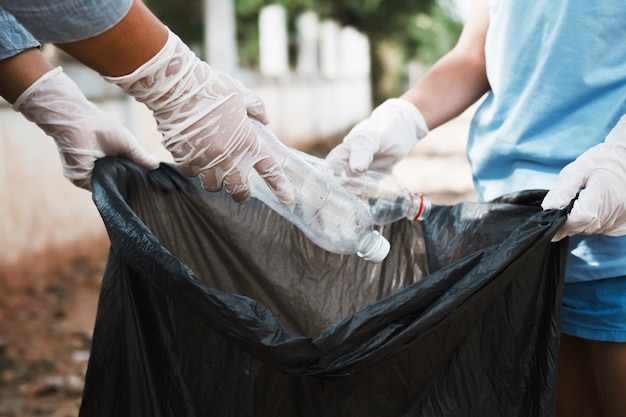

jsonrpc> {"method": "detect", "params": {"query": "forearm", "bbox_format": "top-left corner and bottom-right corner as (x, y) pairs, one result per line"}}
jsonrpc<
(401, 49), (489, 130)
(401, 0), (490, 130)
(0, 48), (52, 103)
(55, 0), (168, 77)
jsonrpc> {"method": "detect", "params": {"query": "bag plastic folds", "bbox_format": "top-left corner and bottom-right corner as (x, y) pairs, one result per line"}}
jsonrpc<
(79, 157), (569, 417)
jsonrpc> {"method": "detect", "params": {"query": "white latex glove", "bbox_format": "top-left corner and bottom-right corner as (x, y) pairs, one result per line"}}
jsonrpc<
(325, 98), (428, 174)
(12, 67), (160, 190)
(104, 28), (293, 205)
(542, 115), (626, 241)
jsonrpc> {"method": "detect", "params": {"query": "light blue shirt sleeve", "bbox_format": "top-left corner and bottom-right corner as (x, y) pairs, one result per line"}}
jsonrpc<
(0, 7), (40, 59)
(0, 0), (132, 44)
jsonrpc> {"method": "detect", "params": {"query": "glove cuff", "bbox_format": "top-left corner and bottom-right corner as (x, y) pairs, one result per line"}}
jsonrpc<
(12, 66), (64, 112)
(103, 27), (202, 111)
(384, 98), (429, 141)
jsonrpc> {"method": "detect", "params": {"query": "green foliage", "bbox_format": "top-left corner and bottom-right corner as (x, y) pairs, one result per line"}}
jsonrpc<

:: About this exercise ::
Leaving out the pictures, repeat all of the entries exactly.

:: Solution to this task ::
jsonrpc> {"method": "detect", "params": {"query": "forearm", "bbox_format": "top-left corner and bottom-right corner as (x, y) pairs, one result per line"}}
jsonrpc<
(401, 49), (489, 130)
(401, 0), (490, 130)
(0, 48), (52, 103)
(55, 0), (168, 77)
jsonrpc> {"method": "detect", "params": {"query": "bag plastic folds", "bbox_format": "top-left corner and bottom-right corner as (x, y) pairs, one result per line"}}
jsonrpc<
(79, 157), (569, 417)
jsonrpc> {"method": "detect", "params": {"query": "white latex glove", "bbox_format": "top-left corner and bottom-right corner as (x, y) pairs, one result per line"}}
jsonrpc<
(325, 98), (428, 174)
(12, 67), (160, 190)
(104, 28), (293, 205)
(542, 115), (626, 241)
jsonrpc> {"method": "detect", "params": {"query": "light blue shirt sleeve", "bbox_format": "top-left corner and bottom-right corner as (x, y) pairs, one result per line"}}
jsonrpc<
(0, 7), (40, 59)
(0, 0), (132, 44)
jsonrpc> {"method": "detect", "params": {"query": "glove cuff", "bbox_format": "top-left corner and bottom-right corner as (x, y) pairs, one result per line"}}
jsonrpc<
(12, 66), (64, 112)
(103, 27), (202, 111)
(384, 98), (429, 141)
jsonrpc> {"method": "detect", "params": {"query": "green foliage", "bbox_format": "top-left corner and bottom-right corner as (x, y) pairs, one result per line"}}
jsonrpc<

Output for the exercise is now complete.